### WRITTEN REQUEST
According to the symposium listing, what anniversary is Lambeth Palace Library celebrating?

── SELECTION

Music and Reformation Symposium
A day symposium at Lambeth Palace Library
Date and time
Location
Lambeth Palace Library
15 Lambeth Palace Road London SE1 7JT United KingdomGood to know
Highlights
- 6 hours, 30 minutes
- In person
Refund Policy
About this event
To accompany our upcoming exhibition ‘Sing Joyfully: Exploring Music in Lambeth Palace Library’, Lambeth Palace Library will be hosting a symposium on the subject of ‘Music and Reformation’. The symposium forms part of Lambeth Palace Library’s celebration of the 500th anniversary of the Arundel Choirbook (Lambeth Palace Library MS 1), a volume which has been held by the Library since the 17th century. Among other themes, we will foster discussion around music fragments recently discovered and identified in library collections. The symposium will be a space for researchers, music practitioners and library and archive professionals to share knowledge and experience across professional fields, but members of the public are of course welcome to join and learn about music across our rich collections.
The symposium will be held at Lambeth Palace Library, where lunch will be provided. Please let us know any dietary requirments you have by emailing LPLStaff@churchofengland.org
Sessions will be streamed online for those unable to attend in person.
We have a small number of bursaries available for travel within the UK and registration fee. Please contact us at LPLStaff@churchofengland.org if you would like to request a bursary.
Accessibility:
We are committed to ensuring that our event is accessible to all participants. If you have any specific accessibility needs or require accommodations, please contact us at LPLStaff@churchofengland.org. We will make every effort to provide the necessary support to ensure your full participation in the event.

────
── DATA EXTRACT

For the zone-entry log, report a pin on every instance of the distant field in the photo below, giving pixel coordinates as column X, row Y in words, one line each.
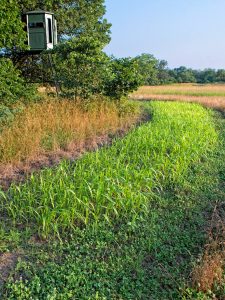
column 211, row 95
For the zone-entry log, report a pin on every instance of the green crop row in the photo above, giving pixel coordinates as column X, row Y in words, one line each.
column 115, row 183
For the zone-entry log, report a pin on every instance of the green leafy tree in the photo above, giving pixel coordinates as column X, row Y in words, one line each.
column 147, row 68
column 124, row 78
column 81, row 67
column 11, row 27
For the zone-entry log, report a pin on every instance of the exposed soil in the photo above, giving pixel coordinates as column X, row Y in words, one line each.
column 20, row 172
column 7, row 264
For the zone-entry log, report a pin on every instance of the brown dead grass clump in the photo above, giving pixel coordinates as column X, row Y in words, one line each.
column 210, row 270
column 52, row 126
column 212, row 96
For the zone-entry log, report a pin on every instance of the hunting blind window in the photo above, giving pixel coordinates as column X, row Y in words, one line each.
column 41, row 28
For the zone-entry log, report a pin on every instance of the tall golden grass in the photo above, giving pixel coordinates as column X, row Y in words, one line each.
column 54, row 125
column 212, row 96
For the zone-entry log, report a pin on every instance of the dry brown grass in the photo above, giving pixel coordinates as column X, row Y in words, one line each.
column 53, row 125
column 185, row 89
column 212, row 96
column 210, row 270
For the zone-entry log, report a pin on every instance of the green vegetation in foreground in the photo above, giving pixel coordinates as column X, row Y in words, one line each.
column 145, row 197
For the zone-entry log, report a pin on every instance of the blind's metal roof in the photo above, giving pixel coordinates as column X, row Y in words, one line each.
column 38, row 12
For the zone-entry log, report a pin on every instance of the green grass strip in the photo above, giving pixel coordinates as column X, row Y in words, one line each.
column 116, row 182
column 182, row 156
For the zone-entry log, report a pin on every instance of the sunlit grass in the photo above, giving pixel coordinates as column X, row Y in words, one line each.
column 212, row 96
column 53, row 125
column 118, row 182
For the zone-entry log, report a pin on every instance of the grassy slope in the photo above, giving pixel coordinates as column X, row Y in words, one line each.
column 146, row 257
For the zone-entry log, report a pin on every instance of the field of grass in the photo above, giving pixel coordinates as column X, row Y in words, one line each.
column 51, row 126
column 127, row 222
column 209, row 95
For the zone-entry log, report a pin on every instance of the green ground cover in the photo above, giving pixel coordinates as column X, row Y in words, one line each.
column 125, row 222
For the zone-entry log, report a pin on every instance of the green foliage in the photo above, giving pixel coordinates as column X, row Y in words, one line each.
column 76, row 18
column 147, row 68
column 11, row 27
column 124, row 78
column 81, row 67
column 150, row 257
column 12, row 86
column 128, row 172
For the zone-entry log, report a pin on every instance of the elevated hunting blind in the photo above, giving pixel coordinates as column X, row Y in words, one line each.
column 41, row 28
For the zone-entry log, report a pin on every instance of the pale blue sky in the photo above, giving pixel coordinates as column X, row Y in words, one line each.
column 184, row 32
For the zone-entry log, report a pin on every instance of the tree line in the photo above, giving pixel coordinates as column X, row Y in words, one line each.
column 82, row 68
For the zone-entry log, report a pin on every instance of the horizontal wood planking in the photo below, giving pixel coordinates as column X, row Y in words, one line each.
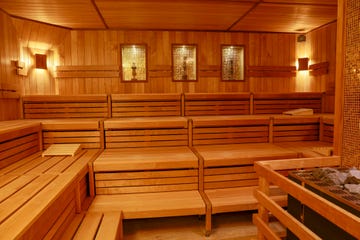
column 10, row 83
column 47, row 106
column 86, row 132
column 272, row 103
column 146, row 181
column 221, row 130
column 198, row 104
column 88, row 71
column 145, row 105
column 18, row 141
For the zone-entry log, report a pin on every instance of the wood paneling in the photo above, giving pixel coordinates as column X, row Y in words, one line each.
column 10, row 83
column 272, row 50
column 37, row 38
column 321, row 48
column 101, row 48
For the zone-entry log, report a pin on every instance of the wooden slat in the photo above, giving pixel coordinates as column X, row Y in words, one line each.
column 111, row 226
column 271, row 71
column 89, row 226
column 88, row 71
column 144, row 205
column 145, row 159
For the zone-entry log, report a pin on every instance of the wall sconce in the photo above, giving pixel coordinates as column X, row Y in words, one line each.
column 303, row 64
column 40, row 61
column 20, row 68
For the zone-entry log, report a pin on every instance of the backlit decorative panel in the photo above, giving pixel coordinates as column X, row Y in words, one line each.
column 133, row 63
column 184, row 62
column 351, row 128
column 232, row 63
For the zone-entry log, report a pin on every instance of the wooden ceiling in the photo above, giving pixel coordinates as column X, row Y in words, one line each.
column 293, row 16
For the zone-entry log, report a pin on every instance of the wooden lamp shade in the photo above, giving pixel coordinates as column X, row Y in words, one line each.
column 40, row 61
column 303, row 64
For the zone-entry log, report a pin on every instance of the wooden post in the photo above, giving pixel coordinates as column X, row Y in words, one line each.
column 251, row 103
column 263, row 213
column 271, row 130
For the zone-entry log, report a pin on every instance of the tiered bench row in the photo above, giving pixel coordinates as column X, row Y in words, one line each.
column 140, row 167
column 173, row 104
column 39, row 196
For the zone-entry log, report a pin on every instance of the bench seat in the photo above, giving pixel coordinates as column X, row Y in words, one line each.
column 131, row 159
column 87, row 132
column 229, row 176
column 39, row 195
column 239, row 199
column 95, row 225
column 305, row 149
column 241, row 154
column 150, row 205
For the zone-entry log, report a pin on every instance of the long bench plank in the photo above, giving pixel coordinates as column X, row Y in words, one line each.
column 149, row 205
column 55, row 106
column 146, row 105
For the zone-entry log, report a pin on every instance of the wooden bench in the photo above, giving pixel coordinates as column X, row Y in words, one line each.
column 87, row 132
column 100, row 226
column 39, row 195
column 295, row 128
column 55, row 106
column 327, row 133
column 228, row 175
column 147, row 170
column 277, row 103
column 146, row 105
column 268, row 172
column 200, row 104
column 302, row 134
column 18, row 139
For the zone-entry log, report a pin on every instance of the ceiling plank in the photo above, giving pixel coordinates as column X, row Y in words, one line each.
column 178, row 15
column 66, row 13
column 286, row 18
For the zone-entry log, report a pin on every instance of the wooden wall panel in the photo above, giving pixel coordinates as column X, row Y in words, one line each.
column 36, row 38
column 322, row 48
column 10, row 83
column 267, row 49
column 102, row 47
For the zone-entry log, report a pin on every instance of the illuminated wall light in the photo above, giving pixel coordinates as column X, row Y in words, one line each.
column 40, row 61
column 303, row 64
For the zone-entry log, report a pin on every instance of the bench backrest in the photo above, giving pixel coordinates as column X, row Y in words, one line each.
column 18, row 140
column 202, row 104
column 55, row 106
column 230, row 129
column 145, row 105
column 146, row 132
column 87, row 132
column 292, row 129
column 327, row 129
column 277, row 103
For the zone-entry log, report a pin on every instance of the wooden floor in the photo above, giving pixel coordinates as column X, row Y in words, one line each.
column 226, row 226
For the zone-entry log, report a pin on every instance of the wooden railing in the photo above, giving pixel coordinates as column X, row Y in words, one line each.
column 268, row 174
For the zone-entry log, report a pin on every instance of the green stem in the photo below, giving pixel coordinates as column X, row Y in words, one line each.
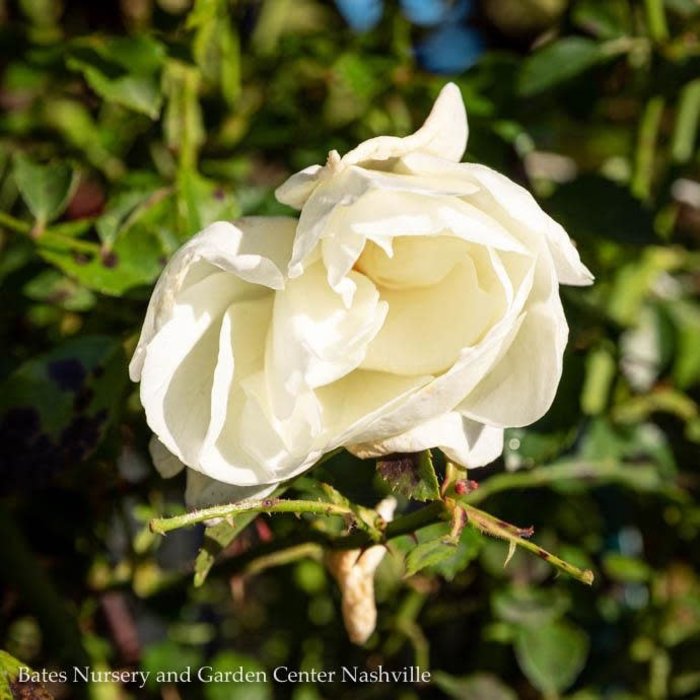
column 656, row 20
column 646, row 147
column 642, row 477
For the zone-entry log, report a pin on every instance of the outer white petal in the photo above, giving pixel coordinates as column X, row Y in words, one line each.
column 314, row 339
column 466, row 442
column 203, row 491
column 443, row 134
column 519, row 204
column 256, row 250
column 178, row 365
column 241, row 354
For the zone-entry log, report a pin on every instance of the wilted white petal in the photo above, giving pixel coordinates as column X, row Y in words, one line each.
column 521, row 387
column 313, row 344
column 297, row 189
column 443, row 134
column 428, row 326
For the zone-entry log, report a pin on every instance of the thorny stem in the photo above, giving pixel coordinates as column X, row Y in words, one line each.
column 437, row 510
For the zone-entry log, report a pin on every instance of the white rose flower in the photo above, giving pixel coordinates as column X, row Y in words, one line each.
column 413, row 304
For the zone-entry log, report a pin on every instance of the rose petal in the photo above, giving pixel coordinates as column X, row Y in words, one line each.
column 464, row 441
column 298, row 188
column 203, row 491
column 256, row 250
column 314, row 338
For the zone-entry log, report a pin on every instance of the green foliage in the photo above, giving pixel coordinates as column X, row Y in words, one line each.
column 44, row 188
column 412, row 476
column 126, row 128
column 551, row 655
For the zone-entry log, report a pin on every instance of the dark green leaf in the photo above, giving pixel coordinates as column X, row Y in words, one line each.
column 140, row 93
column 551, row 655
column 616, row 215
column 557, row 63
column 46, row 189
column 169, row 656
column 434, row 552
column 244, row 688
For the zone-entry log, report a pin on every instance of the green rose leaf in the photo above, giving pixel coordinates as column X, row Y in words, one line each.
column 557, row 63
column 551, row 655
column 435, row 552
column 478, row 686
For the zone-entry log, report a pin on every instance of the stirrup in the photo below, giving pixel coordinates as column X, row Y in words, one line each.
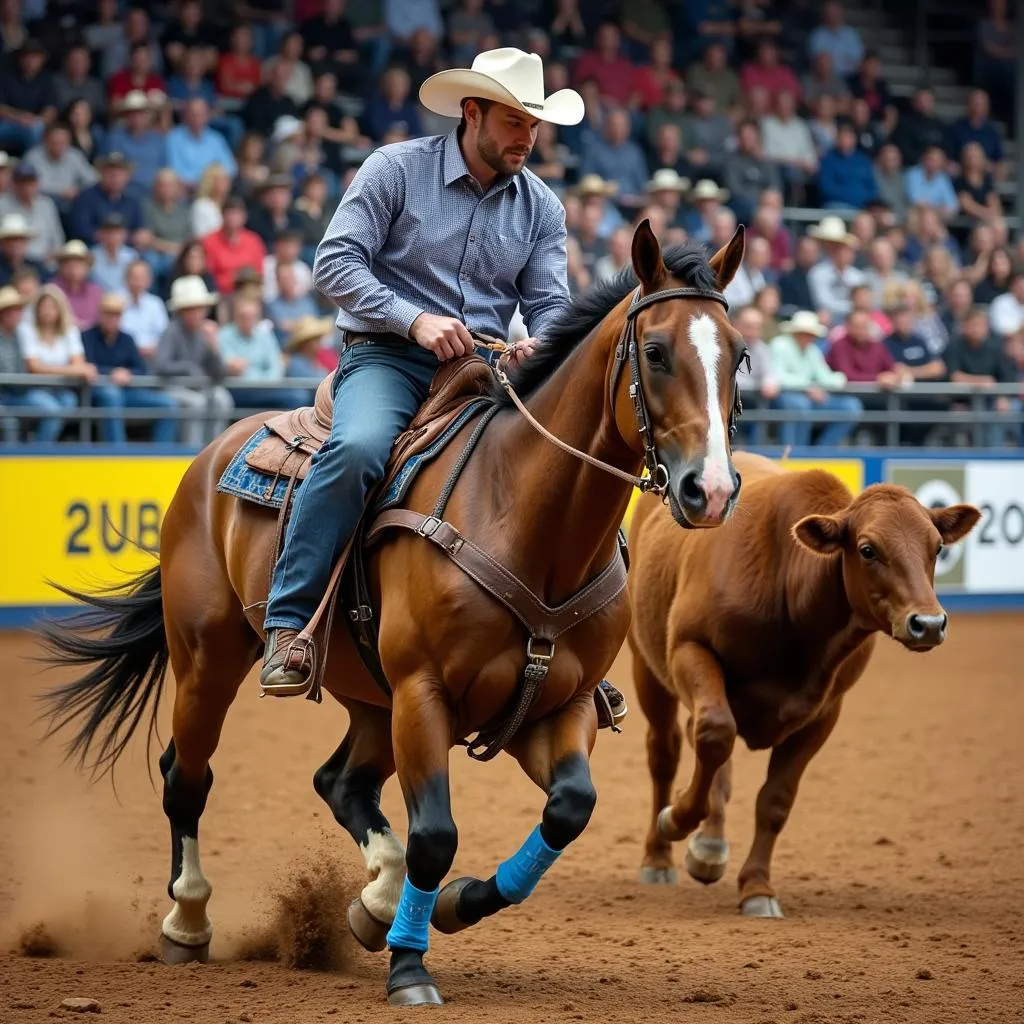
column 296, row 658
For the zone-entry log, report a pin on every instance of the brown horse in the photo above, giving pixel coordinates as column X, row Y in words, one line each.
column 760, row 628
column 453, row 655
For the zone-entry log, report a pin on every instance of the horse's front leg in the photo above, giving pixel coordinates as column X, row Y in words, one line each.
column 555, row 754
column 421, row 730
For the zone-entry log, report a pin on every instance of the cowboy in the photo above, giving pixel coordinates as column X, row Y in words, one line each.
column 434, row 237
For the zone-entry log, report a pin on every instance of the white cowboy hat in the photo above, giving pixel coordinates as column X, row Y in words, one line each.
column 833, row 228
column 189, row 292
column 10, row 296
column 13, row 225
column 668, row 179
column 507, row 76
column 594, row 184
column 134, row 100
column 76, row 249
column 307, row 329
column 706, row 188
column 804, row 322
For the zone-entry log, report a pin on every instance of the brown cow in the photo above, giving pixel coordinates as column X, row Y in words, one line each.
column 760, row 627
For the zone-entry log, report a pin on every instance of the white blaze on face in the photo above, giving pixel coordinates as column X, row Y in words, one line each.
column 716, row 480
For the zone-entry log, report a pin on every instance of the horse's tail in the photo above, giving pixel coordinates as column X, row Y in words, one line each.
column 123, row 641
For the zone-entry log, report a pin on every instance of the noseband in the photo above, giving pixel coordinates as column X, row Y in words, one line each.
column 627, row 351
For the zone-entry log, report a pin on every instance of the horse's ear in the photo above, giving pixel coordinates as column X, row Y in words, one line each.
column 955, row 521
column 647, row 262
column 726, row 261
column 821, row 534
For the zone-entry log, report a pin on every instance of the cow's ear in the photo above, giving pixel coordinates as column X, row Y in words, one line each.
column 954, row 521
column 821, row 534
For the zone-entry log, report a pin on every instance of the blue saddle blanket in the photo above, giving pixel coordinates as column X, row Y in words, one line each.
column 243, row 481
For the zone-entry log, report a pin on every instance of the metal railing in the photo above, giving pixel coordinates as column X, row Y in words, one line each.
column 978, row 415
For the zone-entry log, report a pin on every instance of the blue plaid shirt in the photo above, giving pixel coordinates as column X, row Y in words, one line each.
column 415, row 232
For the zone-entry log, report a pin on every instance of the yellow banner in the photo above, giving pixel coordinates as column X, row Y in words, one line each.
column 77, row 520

────

### OUTPUT
The 500th anniversary of the Arundel Choirbook (Lambeth Palace Library MS 1).